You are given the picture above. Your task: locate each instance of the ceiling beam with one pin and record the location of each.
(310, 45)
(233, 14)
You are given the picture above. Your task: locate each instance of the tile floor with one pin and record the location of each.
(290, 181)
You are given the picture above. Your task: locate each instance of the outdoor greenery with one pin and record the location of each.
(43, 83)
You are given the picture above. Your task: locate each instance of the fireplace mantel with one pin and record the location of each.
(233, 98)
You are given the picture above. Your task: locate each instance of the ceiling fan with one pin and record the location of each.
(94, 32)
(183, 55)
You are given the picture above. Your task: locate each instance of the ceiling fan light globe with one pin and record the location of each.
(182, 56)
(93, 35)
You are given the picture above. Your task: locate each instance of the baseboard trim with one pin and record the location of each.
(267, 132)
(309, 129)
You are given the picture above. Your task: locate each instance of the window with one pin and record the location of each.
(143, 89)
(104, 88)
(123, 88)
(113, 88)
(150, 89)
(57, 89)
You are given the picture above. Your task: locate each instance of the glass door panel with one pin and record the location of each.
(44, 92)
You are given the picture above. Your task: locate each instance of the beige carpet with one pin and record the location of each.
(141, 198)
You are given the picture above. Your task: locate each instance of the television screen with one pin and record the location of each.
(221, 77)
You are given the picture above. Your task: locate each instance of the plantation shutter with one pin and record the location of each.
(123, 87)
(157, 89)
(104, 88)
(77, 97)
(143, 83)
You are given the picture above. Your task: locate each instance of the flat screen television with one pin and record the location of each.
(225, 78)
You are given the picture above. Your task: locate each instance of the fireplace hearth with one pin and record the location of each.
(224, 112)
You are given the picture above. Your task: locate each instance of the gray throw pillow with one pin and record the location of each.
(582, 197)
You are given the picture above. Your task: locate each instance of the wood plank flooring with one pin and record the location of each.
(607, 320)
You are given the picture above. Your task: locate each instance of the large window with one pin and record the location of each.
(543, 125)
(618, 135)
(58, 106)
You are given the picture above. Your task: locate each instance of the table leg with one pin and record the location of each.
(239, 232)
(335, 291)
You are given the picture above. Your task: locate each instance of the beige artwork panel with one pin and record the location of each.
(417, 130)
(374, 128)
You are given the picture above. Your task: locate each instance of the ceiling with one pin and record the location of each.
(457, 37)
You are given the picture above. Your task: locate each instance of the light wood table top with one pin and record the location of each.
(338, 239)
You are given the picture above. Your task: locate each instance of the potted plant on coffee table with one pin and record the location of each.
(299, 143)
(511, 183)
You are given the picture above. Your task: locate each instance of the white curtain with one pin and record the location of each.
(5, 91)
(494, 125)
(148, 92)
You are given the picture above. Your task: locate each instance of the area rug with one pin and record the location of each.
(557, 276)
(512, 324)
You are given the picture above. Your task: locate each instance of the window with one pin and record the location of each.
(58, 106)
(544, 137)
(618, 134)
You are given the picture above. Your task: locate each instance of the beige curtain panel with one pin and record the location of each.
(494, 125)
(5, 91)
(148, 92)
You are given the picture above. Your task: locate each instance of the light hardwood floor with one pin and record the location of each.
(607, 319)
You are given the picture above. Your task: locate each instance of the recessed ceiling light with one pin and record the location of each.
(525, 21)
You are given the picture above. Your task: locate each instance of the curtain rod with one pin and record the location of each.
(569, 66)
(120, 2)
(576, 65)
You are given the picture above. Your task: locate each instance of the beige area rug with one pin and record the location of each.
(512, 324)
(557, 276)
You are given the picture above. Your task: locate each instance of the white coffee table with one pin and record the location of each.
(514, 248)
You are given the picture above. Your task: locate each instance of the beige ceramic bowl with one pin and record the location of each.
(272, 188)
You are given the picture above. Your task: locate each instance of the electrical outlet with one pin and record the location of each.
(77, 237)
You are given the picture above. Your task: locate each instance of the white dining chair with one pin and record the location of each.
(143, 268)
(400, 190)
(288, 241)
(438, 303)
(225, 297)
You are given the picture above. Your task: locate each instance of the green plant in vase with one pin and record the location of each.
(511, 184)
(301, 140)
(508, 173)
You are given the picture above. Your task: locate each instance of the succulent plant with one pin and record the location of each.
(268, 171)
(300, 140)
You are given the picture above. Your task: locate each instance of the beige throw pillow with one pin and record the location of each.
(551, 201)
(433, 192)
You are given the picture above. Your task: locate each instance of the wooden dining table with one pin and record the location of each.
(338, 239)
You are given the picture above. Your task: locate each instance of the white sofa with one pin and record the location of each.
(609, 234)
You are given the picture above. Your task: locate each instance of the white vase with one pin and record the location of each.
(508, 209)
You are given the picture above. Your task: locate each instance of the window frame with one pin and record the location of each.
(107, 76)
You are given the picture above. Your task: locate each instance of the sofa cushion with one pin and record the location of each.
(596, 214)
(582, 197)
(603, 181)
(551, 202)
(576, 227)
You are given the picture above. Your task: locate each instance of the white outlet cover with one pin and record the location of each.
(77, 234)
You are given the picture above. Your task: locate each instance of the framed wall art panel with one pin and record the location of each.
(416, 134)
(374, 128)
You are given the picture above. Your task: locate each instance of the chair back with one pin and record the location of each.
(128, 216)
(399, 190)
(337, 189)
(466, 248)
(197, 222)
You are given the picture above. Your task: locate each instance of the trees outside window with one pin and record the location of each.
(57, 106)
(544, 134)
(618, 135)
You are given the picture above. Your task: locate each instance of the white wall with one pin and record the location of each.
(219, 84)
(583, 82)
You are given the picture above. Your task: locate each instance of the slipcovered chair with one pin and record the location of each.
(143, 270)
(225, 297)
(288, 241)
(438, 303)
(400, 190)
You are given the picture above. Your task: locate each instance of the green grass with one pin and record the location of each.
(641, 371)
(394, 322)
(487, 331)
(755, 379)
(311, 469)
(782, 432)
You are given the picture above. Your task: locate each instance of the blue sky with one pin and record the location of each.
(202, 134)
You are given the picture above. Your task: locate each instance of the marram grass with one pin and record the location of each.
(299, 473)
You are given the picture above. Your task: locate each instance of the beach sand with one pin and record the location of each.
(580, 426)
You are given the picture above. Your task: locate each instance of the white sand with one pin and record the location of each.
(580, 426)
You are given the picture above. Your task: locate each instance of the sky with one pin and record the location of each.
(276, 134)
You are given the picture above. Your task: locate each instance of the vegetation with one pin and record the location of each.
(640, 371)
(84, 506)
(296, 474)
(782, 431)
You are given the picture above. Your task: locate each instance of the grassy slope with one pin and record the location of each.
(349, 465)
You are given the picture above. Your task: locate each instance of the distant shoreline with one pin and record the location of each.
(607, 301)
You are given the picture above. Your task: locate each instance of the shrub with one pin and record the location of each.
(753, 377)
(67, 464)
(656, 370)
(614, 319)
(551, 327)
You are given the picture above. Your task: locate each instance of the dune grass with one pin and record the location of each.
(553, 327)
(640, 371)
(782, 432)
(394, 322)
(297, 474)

Task to complete ▸ All of the entries above need to be reproduced exactly.

Correct response ▸
You are given the picture above. Your task: locate each instance of the ceiling beam with one pin and record the location of each.
(310, 45)
(233, 14)
You are given the picture above. Your task: locate each instance of the tile floor with one pin and record the location of each.
(290, 181)
You are given the picture above. Your task: locate each instance of the outdoor greenery with one pin and record the location of each.
(43, 83)
You are given the picture above. Your task: locate each instance of the fireplace mantel with one pin and record the location of each.
(233, 98)
You are given the picture above. Your task: locate each instance of the ceiling fan with one pin and record the location of each.
(94, 32)
(183, 55)
You are given the picture above. Your task: locate each instance of the ceiling fan light globe with one pin and record the location of each.
(182, 56)
(93, 35)
You are given the picture above. Your task: locate each instance of the baseboard trim with one pin and record the location of each.
(267, 132)
(309, 129)
You are given the picture above. Your task: locate each instance of the window with one pin and record the location of each.
(143, 89)
(104, 88)
(123, 88)
(113, 88)
(150, 89)
(57, 89)
You are given the picture above. Your task: locate each instance of the glass door panel with one pin and record the location of each.
(44, 92)
You are given the picture above. Your task: locate each instance of the beige carpet with one pin and record the location of each.
(141, 198)
You are given the picture above. Your task: locate each instance of the television screen with one pin and record the location of each.
(221, 77)
You are given the picture above. Your task: locate each instance of the plantation shutter with one pin and record the location of each.
(123, 87)
(157, 89)
(104, 88)
(77, 97)
(143, 83)
You are given the picture above. Your task: locate each instance of the flat screen television with one pin and record the location of each.
(225, 78)
You are given the picture above. Your task: locate each instance of the fireplace hearth with one pin and record the location of each.
(224, 112)
You are given the picture above. Your task: locate each instance of the gray throw pillow with one pin and record the location of each.
(582, 197)
You are given the picture above. Your task: locate each instance of the wood plank flooring with one pin and record the location of each.
(607, 320)
You are given the picture above. Your task: locate each instance of the large window with one pin and record the location of each.
(543, 125)
(618, 135)
(58, 106)
You are given the picture above. Your task: locate each instance of the table leg with one pin and record the location of each.
(239, 232)
(335, 291)
You are given the picture above. Your task: locate each instance of the beige artwork panel with one pin and record the location of each.
(417, 130)
(374, 128)
You are given the picture above. Your task: locate each instance of the ceiling with one pin and record the location of each.
(457, 37)
You are given the picture above. Your task: locate each instance of the light wood table top with one pin and record the location of each.
(338, 239)
You are given the picture above. Your task: locate each instance of the potted plant on coffee table with one pin and record the location of each.
(299, 143)
(511, 183)
You are given the picture above. Your task: locate each instance of the white curtain with one pin and record the location of each.
(5, 91)
(494, 125)
(148, 92)
You are given the picture above. Your task: locate each instance of the area rug with one pin and record the location of each.
(557, 276)
(512, 324)
You are given the picture above. Your task: locate each instance of the window with one pin and record the location of each.
(58, 106)
(544, 137)
(618, 134)
You are given the picture above. Your task: locate each instance of the beige curtain panel with one pin and record the location of each.
(494, 125)
(5, 91)
(148, 92)
You are given the picture above. Your task: locate each instance of the light hardwood floor with one pin and record the location of each.
(607, 319)
You are given the picture above. Your task: locate each instance of the recessed ceiling light with one pin and record the location of each.
(525, 21)
You are given the picture above. Your task: locate each instance of the curtain rod with one pin and record the location of each.
(569, 66)
(120, 2)
(576, 65)
You are given the picture above. Your task: locate each instance of the beige area rug with one pin and record the location of each.
(512, 324)
(557, 276)
You are given the picture above. Your task: locate each instance of the white coffee table with one pin and record the location of each.
(514, 248)
You are given the picture above. Your task: locate each instance of the beige ceramic bowl with one pin and record the location of each.
(272, 188)
You are given the picture above. Your task: locate each instance of the electrical outlet with one pin and record the location of each.
(77, 237)
You are given the picture above. Your task: locate each instance of the white dining chair with one pin and record the location of each.
(143, 268)
(400, 190)
(288, 241)
(438, 303)
(225, 297)
You are given the picture above. Your task: locate each instance of the green plant in vase with one pin and record the location of each.
(511, 184)
(301, 140)
(508, 173)
You are given the picture above. Your task: locate each instance of the succulent plant with one pin and record the location of each.
(268, 171)
(300, 140)
You are given the picture above. Your task: locate each instance of the beige throw pillow with one pin and record the location of each.
(551, 201)
(433, 192)
You are given the picture above. Your task: locate each instance of the wooden dining table with one pin and record the location of each.
(338, 239)
You are given the picture above. Your task: locate each instance of the white sofa with one pin and record the location of each.
(609, 234)
You are given the picture above. Your task: locate each instance of the white vase with one pin and record the location of each.
(508, 209)
You are given the picture above. Your task: locate each instance of the window frame with one pin and record the location of each.
(107, 76)
You are given the picture above. Your task: locate each instance of the sofa cushion with one pin and record the location of each.
(596, 214)
(582, 197)
(603, 181)
(551, 202)
(576, 227)
You are given the picture above. Your task: locate each instance of the white outlet cover with one pin and record the location of each.
(77, 234)
You are given the picture above. Your task: locate each instance of the framed wall art panel with one pin and record the location of each.
(416, 134)
(374, 128)
You are given the picture above. Your task: locate each instance of the chair back with one pin and record the location of each.
(128, 216)
(399, 190)
(337, 189)
(466, 248)
(197, 222)
You are given the picture above. Your task: locate each instance of the trees outside window with one pin and record the location of each.
(57, 106)
(544, 134)
(618, 135)
You are given the picture above. Your task: locate each instance of the white wall with one pin and record the location of each.
(219, 84)
(583, 82)
You are given the picture above. Your task: locate each instance of the slipcovered chair with one pin and record the location of each.
(143, 270)
(225, 297)
(288, 241)
(438, 303)
(400, 190)
You are given the picture above. Your task: locate each instance of the green grass with one pin and record the location of each.
(641, 371)
(394, 322)
(487, 331)
(755, 379)
(311, 469)
(782, 432)
You are given the picture above. Your task: locate each instance of the blue sky with one pin and record the location of each.
(202, 134)
You are given the picture above. Your task: locate each instance of the marram grass with one pin and record the location of each.
(299, 473)
You are given the picture above. Your task: locate each instance of the beach sand with one pin and record the location of each.
(580, 426)
You are given the picture above. Your task: locate each instance of the white sand with one pin and record the location of each.
(580, 426)
You are given the picture above. Your task: locate each instance of the sky with one pin and record the location of each.
(276, 134)
You are given the picture above. Your task: locate each instance of the vegetation with one pin and record the location of each.
(640, 371)
(84, 506)
(296, 474)
(782, 431)
You are given the picture above. Your task: locate each instance of the grassy slope with one pin and record the location of each.
(349, 465)
You are given the picture above. Your task: locate each instance of the distant shoreline with one pin and record the location of each.
(607, 301)
You are given the picture above. Your task: locate each instance of the shrub with one pin and record the location of each.
(753, 377)
(67, 464)
(656, 370)
(614, 319)
(551, 327)
You are given the picture above. Your task: locate each instance of the dune grass with one pin and record the location of each.
(553, 327)
(640, 371)
(782, 432)
(394, 322)
(297, 474)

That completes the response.